[BEGIN SOURCE]

As a last hint, we also see this behavior with other aks clusters and different kubernetes versions (Kubernetes Versions 1.24 and 1.25).
Maybe someone has an idea, what we can check or try, in order to get the correct behavior again.
Thanks in advance Dennis
PS: The full logs can be found on pastebin: https://pastebin.com/MYpxAKe4
Steps to reproduce
- Install Kyverno 1.9.X inside an aks managed kubernetes cluster with 3 replicas (Helm Chart Version 2.7.1)
- Watch the updating webhooks in an endless loop
Expected behavior
After the first correct creation of the webhook configs, the webhook-controller
should stop updating the webhooks.
Screenshots
No response
Kyverno logs
No response
Slack discussion
No response
Troubleshooting
- I have read and followed the documentation AND the troubleshooting guide.
- I have searched other issues in this repository and mine is not recorded.
About this issue
- Original URL
- State: closed
- Created a year ago
- Comments: 43 (25 by maintainers)
Glad I found this issue as we at @swisspost also face this issue on our AKS clusters.
Like @dhemeier posted in some comments above, I also found it inside the FAQ of AKS: https://learn.microsoft.com/en-us/azure/aks/faq#can-admission-controller-webhooks-impact-kube-system-and-internal-aks-namespaces
-> We would also appreciate a backported fix in 1.9.x
1.9.3 is available with this backport: https://github.com/kyverno/kyverno/releases/tag/v1.9.3
FunFact, found an admission webhook in generation 45.678.532 😄

[END SOURCE]
[BEGIN PROVIDED DATA]

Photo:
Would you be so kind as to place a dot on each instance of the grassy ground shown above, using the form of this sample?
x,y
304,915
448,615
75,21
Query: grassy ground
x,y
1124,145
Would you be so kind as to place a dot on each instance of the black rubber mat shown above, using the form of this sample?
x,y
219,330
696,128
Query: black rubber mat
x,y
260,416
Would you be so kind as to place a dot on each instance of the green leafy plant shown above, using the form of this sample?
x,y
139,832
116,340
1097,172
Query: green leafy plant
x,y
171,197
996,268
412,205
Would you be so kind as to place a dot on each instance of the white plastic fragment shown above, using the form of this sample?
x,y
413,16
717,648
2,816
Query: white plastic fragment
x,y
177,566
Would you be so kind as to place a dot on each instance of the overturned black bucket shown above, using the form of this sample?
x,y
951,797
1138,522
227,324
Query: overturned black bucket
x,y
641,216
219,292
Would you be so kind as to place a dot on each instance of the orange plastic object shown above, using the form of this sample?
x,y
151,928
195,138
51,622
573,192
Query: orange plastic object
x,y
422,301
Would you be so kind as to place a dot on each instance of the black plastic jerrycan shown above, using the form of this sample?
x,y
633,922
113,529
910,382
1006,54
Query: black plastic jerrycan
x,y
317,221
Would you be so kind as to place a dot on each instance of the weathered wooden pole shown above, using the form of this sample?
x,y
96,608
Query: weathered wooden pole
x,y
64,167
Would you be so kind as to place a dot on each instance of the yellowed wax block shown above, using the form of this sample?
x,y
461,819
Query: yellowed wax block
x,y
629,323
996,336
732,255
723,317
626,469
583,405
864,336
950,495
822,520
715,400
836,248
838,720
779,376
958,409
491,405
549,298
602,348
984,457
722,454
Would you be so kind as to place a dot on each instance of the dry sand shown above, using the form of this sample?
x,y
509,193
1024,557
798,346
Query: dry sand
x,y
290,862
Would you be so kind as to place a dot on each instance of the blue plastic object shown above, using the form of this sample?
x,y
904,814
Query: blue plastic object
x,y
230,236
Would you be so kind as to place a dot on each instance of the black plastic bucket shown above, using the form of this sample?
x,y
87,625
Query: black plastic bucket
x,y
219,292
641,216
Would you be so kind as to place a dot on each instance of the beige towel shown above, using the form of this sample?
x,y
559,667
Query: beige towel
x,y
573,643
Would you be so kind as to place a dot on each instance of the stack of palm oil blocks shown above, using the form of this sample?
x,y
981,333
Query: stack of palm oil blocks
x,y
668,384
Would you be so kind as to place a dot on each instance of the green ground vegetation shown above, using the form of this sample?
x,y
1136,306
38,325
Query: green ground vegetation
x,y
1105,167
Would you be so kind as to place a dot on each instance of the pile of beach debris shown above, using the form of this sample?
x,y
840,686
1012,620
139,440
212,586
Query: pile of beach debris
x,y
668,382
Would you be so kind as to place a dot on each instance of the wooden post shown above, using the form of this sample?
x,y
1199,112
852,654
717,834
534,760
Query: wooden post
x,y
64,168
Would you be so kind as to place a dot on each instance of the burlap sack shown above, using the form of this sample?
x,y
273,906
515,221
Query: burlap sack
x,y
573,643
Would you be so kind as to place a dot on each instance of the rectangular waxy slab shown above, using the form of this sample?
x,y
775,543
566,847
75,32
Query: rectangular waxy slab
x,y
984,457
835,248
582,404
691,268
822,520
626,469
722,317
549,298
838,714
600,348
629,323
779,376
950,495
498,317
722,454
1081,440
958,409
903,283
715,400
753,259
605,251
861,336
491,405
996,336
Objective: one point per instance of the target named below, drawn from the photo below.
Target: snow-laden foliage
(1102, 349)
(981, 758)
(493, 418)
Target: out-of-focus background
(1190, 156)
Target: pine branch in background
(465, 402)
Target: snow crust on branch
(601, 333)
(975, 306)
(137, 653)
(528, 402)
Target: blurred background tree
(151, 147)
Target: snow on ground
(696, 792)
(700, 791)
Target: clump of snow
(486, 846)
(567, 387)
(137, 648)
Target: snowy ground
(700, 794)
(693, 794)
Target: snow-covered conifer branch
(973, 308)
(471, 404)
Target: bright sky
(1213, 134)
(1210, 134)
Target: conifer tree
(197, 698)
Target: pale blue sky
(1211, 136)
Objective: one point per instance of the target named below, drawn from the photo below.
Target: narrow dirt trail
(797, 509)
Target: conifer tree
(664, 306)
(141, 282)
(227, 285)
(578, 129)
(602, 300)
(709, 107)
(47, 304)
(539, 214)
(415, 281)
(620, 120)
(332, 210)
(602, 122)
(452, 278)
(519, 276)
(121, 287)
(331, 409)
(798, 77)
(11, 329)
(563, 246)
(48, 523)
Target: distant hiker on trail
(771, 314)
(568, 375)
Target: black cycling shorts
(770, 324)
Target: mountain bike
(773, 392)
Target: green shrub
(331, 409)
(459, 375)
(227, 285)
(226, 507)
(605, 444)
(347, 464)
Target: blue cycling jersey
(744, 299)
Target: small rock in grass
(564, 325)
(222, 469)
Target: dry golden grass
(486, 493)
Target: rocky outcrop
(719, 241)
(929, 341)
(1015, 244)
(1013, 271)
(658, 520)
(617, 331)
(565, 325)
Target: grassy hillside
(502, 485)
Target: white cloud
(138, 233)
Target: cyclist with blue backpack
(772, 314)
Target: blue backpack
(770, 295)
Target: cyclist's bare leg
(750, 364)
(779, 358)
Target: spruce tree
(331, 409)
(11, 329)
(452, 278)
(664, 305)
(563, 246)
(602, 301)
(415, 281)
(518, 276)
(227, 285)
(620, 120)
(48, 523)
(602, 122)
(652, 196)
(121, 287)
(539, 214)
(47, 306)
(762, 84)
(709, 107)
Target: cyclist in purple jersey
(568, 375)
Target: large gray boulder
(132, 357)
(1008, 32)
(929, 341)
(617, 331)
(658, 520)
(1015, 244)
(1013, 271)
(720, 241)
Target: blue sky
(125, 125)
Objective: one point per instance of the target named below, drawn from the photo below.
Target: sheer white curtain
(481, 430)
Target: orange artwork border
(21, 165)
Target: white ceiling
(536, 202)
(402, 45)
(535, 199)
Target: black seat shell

[END PROVIDED DATA]

[GIVEN INSTRUCTION] Replace "webhook-controller" with "admission controller" in the Kyverno issue text, starting with "- Watch the" and going on through "updating the webhooks.", and write out that passage. Work only from the Kyverno issue text, not from the listing.

[THE SOLUTION]
- Watch the updating webhooks in an endless loop
Expected behavior
After the first correct creation of the webhook configs, the admission controller
should stop updating the webhooks.